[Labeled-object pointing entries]
##############################

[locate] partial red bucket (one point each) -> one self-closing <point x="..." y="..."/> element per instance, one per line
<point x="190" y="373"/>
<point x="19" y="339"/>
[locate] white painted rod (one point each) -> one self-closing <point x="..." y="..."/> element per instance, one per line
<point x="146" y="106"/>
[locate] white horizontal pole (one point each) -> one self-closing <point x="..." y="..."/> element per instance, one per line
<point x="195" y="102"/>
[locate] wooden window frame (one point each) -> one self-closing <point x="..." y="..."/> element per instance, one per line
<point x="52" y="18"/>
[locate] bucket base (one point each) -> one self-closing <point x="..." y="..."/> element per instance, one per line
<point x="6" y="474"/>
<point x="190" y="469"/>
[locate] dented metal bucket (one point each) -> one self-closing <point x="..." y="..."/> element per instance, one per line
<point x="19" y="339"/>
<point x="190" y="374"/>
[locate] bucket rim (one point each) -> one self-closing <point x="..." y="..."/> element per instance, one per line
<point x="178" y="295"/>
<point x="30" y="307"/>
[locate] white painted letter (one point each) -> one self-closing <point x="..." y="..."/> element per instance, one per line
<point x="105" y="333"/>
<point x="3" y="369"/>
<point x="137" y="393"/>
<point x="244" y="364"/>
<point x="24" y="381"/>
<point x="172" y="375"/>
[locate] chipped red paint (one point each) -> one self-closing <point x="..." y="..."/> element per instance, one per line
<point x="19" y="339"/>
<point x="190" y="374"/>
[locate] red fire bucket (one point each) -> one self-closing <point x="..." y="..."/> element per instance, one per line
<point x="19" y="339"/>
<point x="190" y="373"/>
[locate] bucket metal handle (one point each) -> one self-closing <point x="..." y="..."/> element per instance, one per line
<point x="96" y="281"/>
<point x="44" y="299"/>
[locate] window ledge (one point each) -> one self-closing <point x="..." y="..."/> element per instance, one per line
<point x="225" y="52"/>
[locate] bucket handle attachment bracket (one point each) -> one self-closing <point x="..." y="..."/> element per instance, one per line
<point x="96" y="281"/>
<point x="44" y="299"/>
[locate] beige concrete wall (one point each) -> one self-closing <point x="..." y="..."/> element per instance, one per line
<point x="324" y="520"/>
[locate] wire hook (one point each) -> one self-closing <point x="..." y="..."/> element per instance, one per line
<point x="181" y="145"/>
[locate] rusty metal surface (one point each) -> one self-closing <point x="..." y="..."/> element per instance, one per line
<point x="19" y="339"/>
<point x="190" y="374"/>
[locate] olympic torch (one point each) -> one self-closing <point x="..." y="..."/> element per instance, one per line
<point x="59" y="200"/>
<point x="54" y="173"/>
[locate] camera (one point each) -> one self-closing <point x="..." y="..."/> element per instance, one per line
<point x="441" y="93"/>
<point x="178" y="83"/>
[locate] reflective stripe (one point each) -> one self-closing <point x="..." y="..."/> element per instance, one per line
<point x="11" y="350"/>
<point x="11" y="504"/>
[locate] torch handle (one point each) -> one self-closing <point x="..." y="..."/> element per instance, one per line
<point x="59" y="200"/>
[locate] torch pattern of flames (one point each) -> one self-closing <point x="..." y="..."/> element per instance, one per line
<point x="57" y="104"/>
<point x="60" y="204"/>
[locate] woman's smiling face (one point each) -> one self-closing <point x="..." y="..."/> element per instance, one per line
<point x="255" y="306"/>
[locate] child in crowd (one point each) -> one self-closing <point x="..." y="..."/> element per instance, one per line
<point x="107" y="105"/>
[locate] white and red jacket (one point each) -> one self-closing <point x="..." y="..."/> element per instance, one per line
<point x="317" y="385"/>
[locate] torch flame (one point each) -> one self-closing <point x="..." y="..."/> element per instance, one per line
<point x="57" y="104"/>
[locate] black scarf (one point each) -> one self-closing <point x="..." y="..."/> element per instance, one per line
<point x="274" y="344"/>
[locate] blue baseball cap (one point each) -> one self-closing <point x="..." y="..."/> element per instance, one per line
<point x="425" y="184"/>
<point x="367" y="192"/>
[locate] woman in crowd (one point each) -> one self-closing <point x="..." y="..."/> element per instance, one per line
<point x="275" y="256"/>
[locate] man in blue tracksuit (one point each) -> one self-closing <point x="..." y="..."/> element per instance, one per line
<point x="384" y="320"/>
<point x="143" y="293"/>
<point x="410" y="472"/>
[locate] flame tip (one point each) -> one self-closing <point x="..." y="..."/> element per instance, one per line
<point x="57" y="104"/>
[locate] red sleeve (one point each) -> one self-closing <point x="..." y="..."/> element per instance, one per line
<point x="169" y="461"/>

##############################

_Directive_: Add 32 to every x and y coordinate value in the part of the material that opens with the line containing "[locate] black scarf" and runs through the end of the material. Write out every line of that part, leaving all other lines unchanged.

_Exercise response_:
[locate] black scarf (one point each) -> one self-closing <point x="..." y="..."/> element per instance, one per line
<point x="306" y="376"/>
[locate] blue baseball cap (one point each) -> one self-closing <point x="..." y="..."/> element per instance, one per line
<point x="457" y="216"/>
<point x="399" y="224"/>
[locate] woman in crowd (one point each) -> one self-closing <point x="..." y="..."/> element per instance, one per line
<point x="307" y="288"/>
[locate] man in blue tracksuit (one point each) -> one self-closing <point x="..." y="..."/> element per instance, one per line
<point x="416" y="352"/>
<point x="175" y="325"/>
<point x="442" y="504"/>
[locate] flame tip (one point each) -> one self-closing <point x="..." y="..."/> element per instance, one per line
<point x="89" y="136"/>
[locate] red sleeve (one point each) -> one self-closing <point x="..." y="..."/> element per instance, one per line
<point x="201" y="493"/>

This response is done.